--- RECORDS TO PROCESS ---

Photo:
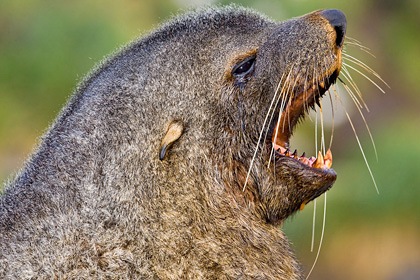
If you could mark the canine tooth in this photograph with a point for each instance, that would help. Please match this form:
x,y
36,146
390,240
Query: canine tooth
x,y
319,162
328,159
305,161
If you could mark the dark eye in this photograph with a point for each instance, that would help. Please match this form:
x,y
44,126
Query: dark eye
x,y
245,67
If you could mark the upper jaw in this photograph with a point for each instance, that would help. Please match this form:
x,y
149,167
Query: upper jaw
x,y
314,174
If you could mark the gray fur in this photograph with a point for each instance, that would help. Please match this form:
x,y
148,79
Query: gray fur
x,y
95,201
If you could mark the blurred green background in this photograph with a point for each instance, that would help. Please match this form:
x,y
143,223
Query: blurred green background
x,y
47,46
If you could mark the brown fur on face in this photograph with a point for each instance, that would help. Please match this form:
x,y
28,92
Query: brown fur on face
x,y
114,191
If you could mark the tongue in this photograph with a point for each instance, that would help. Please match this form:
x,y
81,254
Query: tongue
x,y
321,162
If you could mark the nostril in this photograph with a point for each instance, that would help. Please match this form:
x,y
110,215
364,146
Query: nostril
x,y
337,20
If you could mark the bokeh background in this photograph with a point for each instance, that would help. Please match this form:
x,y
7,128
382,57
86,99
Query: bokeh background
x,y
47,46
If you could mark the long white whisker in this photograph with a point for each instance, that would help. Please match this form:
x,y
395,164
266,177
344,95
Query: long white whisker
x,y
364,66
349,78
363,118
322,236
369,79
332,117
260,137
313,227
358,142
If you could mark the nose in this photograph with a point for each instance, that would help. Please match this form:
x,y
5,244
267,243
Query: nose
x,y
337,20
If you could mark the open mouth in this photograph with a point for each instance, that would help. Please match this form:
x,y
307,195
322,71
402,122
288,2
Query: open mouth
x,y
295,108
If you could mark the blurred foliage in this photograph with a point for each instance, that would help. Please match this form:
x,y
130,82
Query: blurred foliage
x,y
47,46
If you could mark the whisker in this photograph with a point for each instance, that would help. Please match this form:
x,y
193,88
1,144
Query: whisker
x,y
369,79
332,117
354,42
313,227
358,142
282,98
364,66
260,137
345,73
322,236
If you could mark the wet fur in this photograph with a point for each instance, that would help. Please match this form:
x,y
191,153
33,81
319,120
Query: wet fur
x,y
95,200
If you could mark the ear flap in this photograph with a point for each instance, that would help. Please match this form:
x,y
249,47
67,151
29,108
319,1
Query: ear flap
x,y
174,131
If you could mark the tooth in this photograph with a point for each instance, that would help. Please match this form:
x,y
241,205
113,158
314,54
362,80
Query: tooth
x,y
328,159
319,162
305,161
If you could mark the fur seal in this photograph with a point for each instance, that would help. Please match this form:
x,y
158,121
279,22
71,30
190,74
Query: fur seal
x,y
158,167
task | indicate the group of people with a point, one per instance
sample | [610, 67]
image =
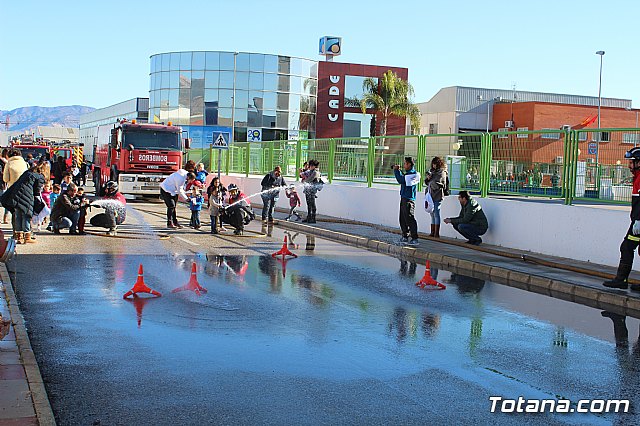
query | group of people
[32, 199]
[229, 205]
[470, 223]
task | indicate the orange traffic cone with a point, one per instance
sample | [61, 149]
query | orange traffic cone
[284, 251]
[193, 284]
[140, 286]
[428, 280]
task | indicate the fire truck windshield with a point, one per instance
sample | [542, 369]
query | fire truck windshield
[37, 153]
[150, 139]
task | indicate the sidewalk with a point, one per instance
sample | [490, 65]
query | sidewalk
[21, 387]
[582, 288]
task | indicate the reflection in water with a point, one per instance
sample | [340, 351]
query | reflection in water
[467, 285]
[430, 324]
[318, 294]
[404, 324]
[311, 243]
[409, 269]
[292, 239]
[139, 304]
[629, 363]
[269, 267]
[226, 267]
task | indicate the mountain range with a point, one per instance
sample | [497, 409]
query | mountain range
[29, 117]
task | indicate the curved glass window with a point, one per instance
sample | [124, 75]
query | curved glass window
[256, 62]
[226, 61]
[185, 61]
[256, 81]
[175, 62]
[242, 62]
[212, 60]
[197, 63]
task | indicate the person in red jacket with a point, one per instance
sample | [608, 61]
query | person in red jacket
[632, 239]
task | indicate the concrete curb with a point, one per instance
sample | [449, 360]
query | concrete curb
[32, 371]
[595, 298]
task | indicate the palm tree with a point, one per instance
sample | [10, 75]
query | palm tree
[389, 96]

---

Reproduce every entry above word for word, leaving out the pictures.

→ **ANSWER FOR THE TASK**
Photo:
If you could mark the canine tooth in this photograph with a point for each instance, that would help. Please match this form:
x,y
36,146
390,240
Query: canine tooth
x,y
319,162
328,159
305,161
If you could mark the dark eye in this photograph with a point for each instance, that would help. Please match this form:
x,y
44,126
Query: dark eye
x,y
245,67
If you could mark the upper jaw in this photograph with a point for each instance, that would help. Please match this form:
x,y
149,167
Query: upper jaw
x,y
314,174
If you could mark the gray fur in this photograph with a point for each instance, that would help. Please match this form:
x,y
148,79
Query: gray fur
x,y
95,201
If you could mark the blurred green background in this photograph with a point for each instance, that would help. Please match this form:
x,y
143,223
Query: blurred green background
x,y
47,46
If you could mark the brown fur on face in this photograph with a point for each instance, that would help. Please match this form:
x,y
28,92
Query: brown fur on face
x,y
114,191
If you could mark the tongue in this photograph with a point for each instance, that would help. Please match this form:
x,y
81,254
Query: tongue
x,y
321,162
If you could mark the nostril in this photograph with a point for each instance, that would help. Please match this form:
x,y
110,215
364,146
Query: nostril
x,y
337,20
If you could mark the bokeh background in this photograph with a point for each instance, that would help. Please match this form:
x,y
7,128
382,57
86,99
Query: bokeh background
x,y
47,46
If you could mark the long white whisker in this photograph with a point for each instance, that would help. Please match this form:
x,y
395,164
266,177
344,95
Query: long white whisker
x,y
364,66
349,78
363,118
322,236
369,79
332,117
260,137
313,227
358,142
If you could mark the nose in this photograph with a point for each instance, that would help. Please match this form:
x,y
5,244
267,243
Query: nose
x,y
337,20
If you could mark the open mouth in this photograph with a point for each instance, that would help. Please match this form:
x,y
307,195
322,71
402,122
288,2
Query: open mouth
x,y
295,108
If you could mark the blurred foliage in this photograph with a point for each instance, that would help. Please match this form:
x,y
130,82
Query: blurred foliage
x,y
47,46
If you could mark the whisker in this photograph with a point for each instance, that would help. Please match this form:
x,y
193,88
1,144
Query: whisker
x,y
369,79
332,117
354,42
313,227
358,142
282,98
364,66
260,137
345,73
322,236
If you could mark the wet fur in this photograph with a point for each instance, that would help. Please match this form:
x,y
191,153
33,81
319,120
Query: wet fur
x,y
95,200
If you could mark the ear flap in this photograph with a point for each instance, that would help. Please match this form:
x,y
249,47
67,151
29,108
319,1
Query: ear flap
x,y
174,131
If you could mark the tooth in this photograph with a point for each instance, that would help. Please match this form:
x,y
241,205
113,158
314,54
362,80
Query: tooth
x,y
328,159
319,162
305,161
If you could mark the fur seal in this photograph with a point for each instance, that would help. Please match this form:
x,y
158,121
279,22
71,30
190,74
Query: fur seal
x,y
158,167
task | indicate the group of people with a point, one per instance
sample | [610, 67]
image =
query | group of people
[32, 199]
[229, 205]
[470, 223]
task | indicate the orange traffic cone with a point, one per instance
sample | [61, 149]
query | orange traffic cone
[284, 251]
[193, 284]
[140, 286]
[428, 280]
task | indicate the fire truck windshield with a point, one per instance
sample | [542, 369]
query | fire truck windshield
[37, 153]
[150, 139]
task | indicate the sidewalk with a point, one per instance
sample | [490, 65]
query | sidewalk
[21, 387]
[582, 288]
task | indicate the reflection in water with a point, one per instance
sample | [340, 351]
query | reflection in water
[467, 285]
[430, 324]
[318, 294]
[404, 324]
[311, 243]
[409, 269]
[292, 239]
[139, 304]
[629, 363]
[269, 267]
[226, 267]
task | indicate the mountain range with a point, one per instance
sample | [497, 409]
query | mountain range
[29, 117]
task | indicate the curved glass window with a point, one per instance
sample | [124, 75]
query | curved glass window
[256, 62]
[226, 61]
[185, 61]
[256, 81]
[175, 62]
[242, 62]
[212, 60]
[197, 63]
task | indicate the person in red jacket with a point, one per instance
sample | [608, 61]
query | person in red jacket
[632, 239]
task | indicate the concrete curb with a point, one per instance
sample | [449, 360]
query | concrete curb
[32, 371]
[595, 298]
task | indicate the palm tree with a point, one per instance
sample | [10, 75]
query | palm tree
[389, 96]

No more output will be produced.